### Problem
In the article below about the British Horse Society's castration and healthcare clinics, what was the name of the 200th colt castrated, and in which town?

### Document text

The British Horse Society (BHS) has been holding castration and healthcare clinics across the country to help tackle the UK's horse overpopulation crisis.
Last week saw the 200th colt called Monty be castrated in Preston and the charity has now held nine castration and healthcare clinics across the country.
In total, 208 colts and stallions have been castrated and altogether 379 have attended the clinics as part of the BHS healthcare and education package
Veterinary professionals and students volunteered their time to help the charity through the British Equine Veterinary Association (BEVA) as Britain continues to be in the grip of an unprecedented horse crisis.
A rise of horses abandoned in recent years has seen scores of the animals going uncared for and, in the worst scenarios, humanely destroyed when they have nowhere else to go.
Luke Edwards, veterinary surgeon at University of Liverpool, said: "I have been to several of the BHS/BEVA castration clinics. Each one has been constructive and satisfying.
"It is difficult to successfully manage a colt or a stallion, and after speaking to the attending horse owners it is often clear that the animal will have a better quality of life after castration."
Lauren Manzor from Forth Valley Equine Vets, who volunteered on the project, said: "I originally volunteered for the project because I have professionally witnessed first-hand the issues that go along with indiscriminate breeding and horse over-population.
"I feel that if the horse population can be controlled and clients can be educated with projects such as BHS/BEVA Castration Projects, the overall welfare of British horses can be improved."
The BHS has also been supported by Zoetis and Shires with lots of assistance from World Horse Welfare, Redwings, RSPCA, Blue Cross, Dean Bland from Well Equine and The Donkey Sanctuary.

### Listed entries

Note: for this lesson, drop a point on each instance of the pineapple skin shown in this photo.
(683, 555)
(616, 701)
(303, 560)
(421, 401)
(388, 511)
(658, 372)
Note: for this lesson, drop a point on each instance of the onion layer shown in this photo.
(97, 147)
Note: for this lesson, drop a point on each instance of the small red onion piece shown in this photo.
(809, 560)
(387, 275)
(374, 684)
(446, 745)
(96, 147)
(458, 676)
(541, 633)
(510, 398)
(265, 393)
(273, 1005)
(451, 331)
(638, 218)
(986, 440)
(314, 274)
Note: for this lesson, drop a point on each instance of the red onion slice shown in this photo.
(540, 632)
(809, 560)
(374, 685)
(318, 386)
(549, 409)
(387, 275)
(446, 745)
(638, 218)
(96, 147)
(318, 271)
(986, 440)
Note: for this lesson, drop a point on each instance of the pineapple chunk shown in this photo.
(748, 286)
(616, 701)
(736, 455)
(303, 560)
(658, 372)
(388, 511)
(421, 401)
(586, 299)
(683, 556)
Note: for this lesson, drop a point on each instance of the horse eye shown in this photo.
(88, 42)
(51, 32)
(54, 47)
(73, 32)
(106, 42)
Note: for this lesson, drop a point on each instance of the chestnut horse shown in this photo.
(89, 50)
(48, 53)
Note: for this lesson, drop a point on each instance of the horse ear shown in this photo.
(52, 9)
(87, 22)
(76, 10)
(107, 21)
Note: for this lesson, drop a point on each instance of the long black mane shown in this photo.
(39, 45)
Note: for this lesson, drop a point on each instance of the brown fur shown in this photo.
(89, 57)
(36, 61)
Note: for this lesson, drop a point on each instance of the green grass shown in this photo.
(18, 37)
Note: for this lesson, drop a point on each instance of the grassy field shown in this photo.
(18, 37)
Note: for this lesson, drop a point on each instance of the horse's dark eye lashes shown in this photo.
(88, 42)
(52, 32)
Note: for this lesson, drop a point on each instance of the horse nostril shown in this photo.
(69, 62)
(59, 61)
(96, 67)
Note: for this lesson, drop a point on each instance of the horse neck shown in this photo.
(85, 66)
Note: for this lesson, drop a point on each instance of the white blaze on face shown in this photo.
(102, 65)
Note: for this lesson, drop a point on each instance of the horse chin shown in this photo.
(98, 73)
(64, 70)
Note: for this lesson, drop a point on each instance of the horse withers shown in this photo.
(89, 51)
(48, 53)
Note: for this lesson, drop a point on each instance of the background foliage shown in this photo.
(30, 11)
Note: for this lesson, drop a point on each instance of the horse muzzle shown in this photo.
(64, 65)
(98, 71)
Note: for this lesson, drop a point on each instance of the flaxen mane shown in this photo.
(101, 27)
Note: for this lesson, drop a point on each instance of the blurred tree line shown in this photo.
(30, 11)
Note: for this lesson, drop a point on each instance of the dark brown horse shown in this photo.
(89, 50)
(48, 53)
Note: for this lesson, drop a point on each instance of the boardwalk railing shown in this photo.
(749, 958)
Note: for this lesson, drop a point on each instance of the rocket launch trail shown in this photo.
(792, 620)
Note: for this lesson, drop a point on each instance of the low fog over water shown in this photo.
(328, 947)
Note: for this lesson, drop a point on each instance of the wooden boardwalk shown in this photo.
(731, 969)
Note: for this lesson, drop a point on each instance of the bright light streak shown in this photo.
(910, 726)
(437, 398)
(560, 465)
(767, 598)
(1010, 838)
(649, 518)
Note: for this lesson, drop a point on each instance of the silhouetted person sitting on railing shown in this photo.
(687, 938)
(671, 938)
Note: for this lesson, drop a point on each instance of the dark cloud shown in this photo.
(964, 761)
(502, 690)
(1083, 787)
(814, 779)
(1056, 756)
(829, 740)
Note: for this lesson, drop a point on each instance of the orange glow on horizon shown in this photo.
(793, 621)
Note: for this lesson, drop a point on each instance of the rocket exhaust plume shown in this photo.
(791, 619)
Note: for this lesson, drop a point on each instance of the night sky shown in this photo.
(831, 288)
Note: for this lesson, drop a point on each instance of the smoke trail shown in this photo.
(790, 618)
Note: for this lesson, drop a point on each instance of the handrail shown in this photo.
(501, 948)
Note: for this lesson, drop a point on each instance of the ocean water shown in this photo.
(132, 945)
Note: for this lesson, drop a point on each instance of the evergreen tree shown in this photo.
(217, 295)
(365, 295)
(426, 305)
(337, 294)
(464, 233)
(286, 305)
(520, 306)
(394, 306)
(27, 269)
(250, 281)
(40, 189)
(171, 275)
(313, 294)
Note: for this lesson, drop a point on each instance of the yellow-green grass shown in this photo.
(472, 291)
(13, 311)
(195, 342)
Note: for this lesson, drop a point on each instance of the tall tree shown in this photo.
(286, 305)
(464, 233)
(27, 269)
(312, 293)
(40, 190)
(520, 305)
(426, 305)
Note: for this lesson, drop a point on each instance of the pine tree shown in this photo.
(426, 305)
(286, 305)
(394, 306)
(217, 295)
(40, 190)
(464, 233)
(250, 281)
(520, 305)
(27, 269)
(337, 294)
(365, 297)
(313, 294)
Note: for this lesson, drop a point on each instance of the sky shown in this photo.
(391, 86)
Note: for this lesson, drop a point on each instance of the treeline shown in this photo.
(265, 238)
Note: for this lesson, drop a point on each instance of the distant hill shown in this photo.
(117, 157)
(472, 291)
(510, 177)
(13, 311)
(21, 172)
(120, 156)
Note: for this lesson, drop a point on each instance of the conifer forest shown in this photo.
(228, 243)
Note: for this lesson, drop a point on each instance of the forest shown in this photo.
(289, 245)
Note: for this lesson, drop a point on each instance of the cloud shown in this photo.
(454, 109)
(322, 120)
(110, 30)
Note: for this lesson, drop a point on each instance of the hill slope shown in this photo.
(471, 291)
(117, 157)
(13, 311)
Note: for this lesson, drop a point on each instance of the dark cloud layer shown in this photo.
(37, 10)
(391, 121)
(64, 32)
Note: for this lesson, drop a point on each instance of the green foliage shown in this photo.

### Finished exercise
Monty, in Preston.